■ Problem description
Reproduce the records below verbatim, beginning with the line that contains "red flag in" and ending with the line that contains "column 423, row 30", both included.

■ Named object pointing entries
=====
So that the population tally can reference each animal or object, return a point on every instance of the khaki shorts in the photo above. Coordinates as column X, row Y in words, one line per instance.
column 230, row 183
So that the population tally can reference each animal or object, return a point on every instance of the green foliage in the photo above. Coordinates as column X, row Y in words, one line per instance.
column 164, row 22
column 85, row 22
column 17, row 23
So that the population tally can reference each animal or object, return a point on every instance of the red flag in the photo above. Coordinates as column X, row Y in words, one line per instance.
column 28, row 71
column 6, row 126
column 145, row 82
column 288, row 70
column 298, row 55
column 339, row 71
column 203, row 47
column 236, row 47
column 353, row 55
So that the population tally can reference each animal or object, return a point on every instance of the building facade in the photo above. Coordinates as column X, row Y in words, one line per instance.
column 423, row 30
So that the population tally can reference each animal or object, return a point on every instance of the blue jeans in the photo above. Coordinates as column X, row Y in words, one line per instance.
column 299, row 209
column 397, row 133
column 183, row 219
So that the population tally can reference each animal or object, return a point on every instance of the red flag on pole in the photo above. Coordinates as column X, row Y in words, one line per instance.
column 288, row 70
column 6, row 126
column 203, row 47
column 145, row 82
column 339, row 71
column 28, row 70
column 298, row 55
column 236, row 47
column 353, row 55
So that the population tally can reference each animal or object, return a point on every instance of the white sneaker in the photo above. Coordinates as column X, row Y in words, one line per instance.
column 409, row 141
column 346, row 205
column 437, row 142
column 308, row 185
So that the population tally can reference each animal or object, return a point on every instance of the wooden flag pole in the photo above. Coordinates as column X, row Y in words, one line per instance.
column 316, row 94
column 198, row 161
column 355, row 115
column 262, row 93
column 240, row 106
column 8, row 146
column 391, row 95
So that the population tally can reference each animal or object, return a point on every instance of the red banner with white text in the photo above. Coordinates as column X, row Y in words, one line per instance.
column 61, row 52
=====
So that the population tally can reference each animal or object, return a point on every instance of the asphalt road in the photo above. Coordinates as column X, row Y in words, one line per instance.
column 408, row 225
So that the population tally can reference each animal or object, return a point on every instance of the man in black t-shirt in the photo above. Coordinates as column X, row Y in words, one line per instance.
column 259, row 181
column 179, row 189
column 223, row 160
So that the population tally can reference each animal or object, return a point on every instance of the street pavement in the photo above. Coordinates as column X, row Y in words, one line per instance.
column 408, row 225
=====
■ Output below
So that the population tally can reference each animal or object, return a point on every instance of the red flag in the photo above. Coordinates as column X, row Y in words, one line per instance.
column 28, row 71
column 6, row 126
column 145, row 82
column 288, row 70
column 298, row 55
column 339, row 71
column 203, row 47
column 236, row 47
column 353, row 55
So that the population tally can reference each animal or object, return a point on every instance of the building facade in the photo above. Coordinates as column X, row Y in words, one line per instance.
column 423, row 30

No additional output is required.